— TASK DIRECTIONS —
Pick out every line in the rows below that contains the string "embroidered", matching case exactly, and copy each of those lines in full.

(Stored items from a collection)
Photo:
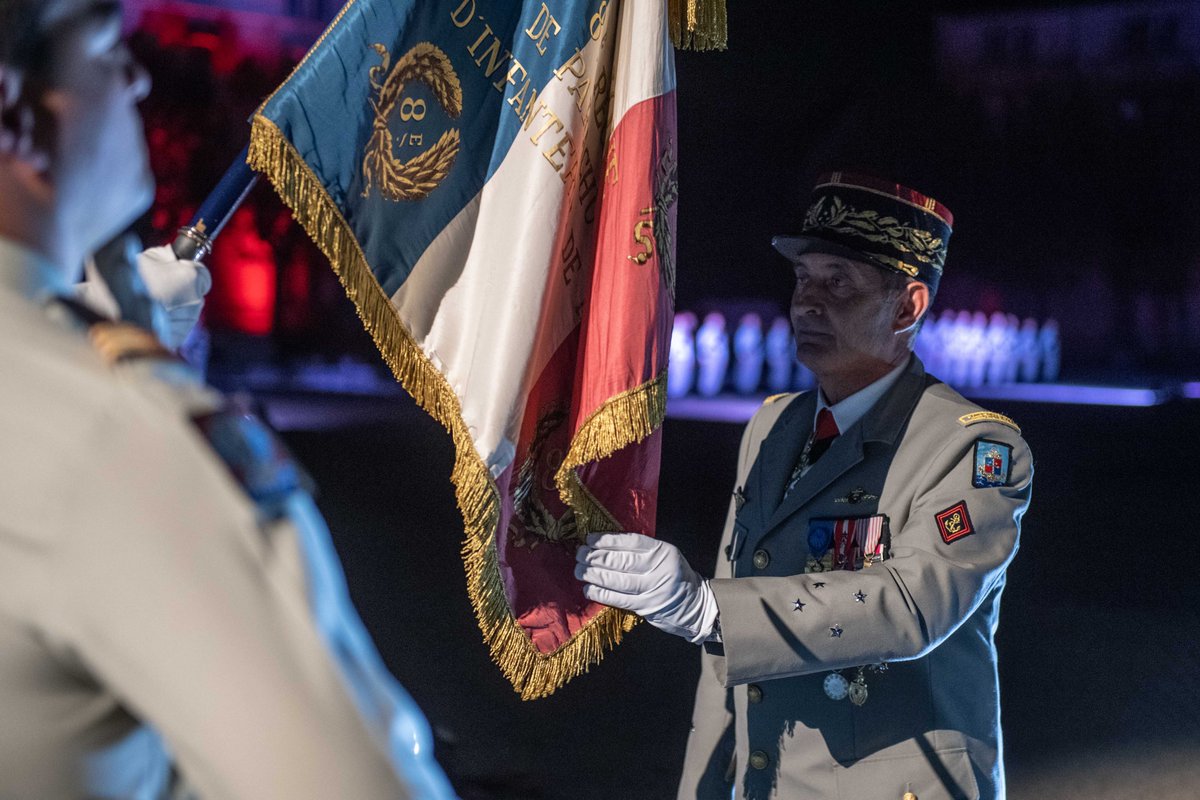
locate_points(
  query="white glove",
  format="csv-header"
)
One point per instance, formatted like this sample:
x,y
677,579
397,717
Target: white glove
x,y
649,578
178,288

--

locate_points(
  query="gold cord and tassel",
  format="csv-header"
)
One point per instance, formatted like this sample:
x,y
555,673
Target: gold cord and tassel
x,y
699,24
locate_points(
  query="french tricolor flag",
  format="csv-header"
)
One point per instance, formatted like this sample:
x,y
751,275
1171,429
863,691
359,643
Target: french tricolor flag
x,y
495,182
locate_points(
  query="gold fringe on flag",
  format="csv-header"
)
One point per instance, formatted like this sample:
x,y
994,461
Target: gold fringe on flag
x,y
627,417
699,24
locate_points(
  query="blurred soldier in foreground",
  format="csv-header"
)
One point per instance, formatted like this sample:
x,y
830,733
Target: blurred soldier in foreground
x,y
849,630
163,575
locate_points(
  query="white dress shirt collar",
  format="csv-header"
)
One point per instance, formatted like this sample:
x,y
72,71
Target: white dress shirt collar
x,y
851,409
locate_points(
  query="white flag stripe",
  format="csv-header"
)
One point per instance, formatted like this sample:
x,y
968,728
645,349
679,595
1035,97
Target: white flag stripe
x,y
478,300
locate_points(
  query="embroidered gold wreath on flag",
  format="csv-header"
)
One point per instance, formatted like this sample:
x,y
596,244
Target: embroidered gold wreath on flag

* * *

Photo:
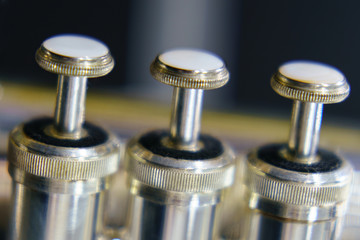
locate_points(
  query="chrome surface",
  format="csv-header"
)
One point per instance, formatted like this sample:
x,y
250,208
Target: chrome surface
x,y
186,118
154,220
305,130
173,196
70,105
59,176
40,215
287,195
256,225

— PROBLEM SOLUTION —
  query="embroidered gold wreath on flag",
Target: embroidered gold wreath on flag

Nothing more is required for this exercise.